◆ **Passage shown**
FPEdit: Robust LLM Fingerprinting through Localized Parameter Editing
Shida Wang, Chaohu Liu, Yubo Wang, Linli Xu
TL;DR
The paper tackles IP protection for large language models by addressing the fragility and detectability of existing fingerprinting methods. It introduces FPEdit, a knowledge-editing framework that embeds natural language fingerprints through Promote-Suppress Value Vector Optimization, enabling sparse, robust edits that resist downstream adaptation while preserving model utility. Empirical results show near-perfect fingerprint retention under full- and LoRA-based fine-tuning (e.g., 98–100% post-tuning FSR), strong resistance to quantization, pruning, and model merging, and high efficiency (embedding 10 fingerprint pairs into LLaMA2-7B in under 2 minutes on a single A100 with <30 GB). These findings imply a practical, scalable approach to verifiable model provenance in adversarial deployment contexts, balancing legitimate IP protection with open-source collaboration.

◆ **Tasks to complete**
1. According to the FPEdit summary, how long does it take to embed 10 fingerprint pairs into LLaMA2-7B, and on what hardware?
2. Write a continuation of the FPEdit summary, starting after its last sentence.
The rows that come next are not needed.

◆ **Material shown**
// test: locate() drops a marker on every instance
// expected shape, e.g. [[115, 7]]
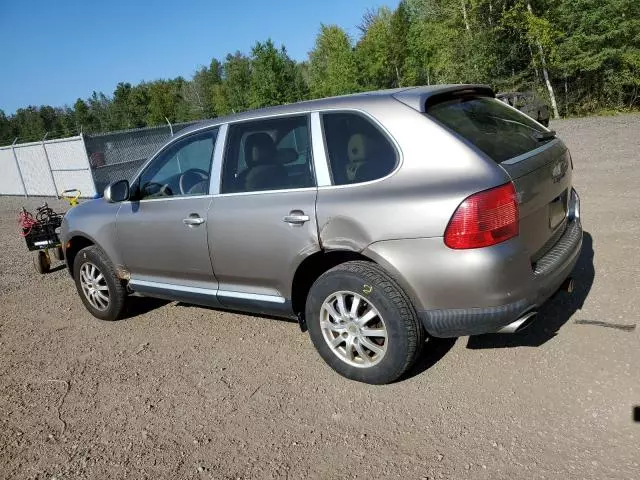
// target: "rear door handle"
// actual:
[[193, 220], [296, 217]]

* * *

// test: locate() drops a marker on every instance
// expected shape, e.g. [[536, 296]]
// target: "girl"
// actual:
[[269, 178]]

---

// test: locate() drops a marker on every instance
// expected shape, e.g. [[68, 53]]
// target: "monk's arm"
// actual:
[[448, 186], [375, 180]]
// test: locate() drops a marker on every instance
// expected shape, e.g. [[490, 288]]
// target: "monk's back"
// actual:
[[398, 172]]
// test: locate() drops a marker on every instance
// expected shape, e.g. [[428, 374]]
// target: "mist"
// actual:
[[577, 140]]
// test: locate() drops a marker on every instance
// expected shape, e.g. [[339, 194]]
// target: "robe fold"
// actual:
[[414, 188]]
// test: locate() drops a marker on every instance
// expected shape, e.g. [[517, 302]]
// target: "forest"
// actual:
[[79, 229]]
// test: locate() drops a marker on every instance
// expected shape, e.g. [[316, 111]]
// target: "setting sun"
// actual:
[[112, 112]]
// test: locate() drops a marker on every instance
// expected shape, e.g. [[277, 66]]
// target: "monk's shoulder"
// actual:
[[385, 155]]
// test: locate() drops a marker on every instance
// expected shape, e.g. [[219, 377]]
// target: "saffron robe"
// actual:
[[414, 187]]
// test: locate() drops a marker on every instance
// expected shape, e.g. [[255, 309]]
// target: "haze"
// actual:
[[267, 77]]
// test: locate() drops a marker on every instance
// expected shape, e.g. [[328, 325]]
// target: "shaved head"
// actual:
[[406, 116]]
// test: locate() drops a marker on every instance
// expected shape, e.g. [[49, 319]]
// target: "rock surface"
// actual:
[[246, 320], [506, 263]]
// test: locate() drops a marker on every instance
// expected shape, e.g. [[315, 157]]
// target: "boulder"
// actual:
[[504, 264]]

◆ **Outputs for the tasks**
1. Under 2 minutes on a single A100 with less than 30 GB.

2.
Abstract
Large language models represent significant investments in computation, data, and engineering expertise, making them extraordinarily valuable intellectual assets. Nevertheless, these AI assets remain vulnerable to unauthorized redistribution and commercial exploitation through fine-tuning or black-box deployment. Current fingerprinting approaches face a fundamental trade-off: intrinsic methods require full parameter access, while backdoor-based techniques employ statistically anomalous triggers easily detected and filtered by adversaries. To address these limitations, we introduce FPEdit, a novel framework that leverages knowledge editing to inject semantically coherent natural language fingerprints through sparse, targeted modifications to model weights. Our approach introduces Promote-Suppress Value Vector Optimization, which simultaneously enhances target token likelihood while suppressing competing tokens, ensuring robust fingerprint integration without degrading core model functionality. Extensive experiments show that FPEdit achieves 95-100% fingerprint retention under both full-parameter fine-tuning and parameter-efficient adaptation, while preserving performance on downstream benchmarks. Moreover, FPEdit remains robust under quantization, pruning, and stochastic decoding, and can embed 10 fingerprint pairs into LLaMA2-7B in under 2 minutes using less than 30 GB of GPU memory, which represents a substantial reduction in resource requirements. These advances establish FPEdit as the first fingerprinting approach to simultaneously achieve robustness against adaptation, resistance to detection, and preservation of model utility, thereby providing a minimally invasive solution for reliable provenance verification of large language models in adversarial deployment scenarios.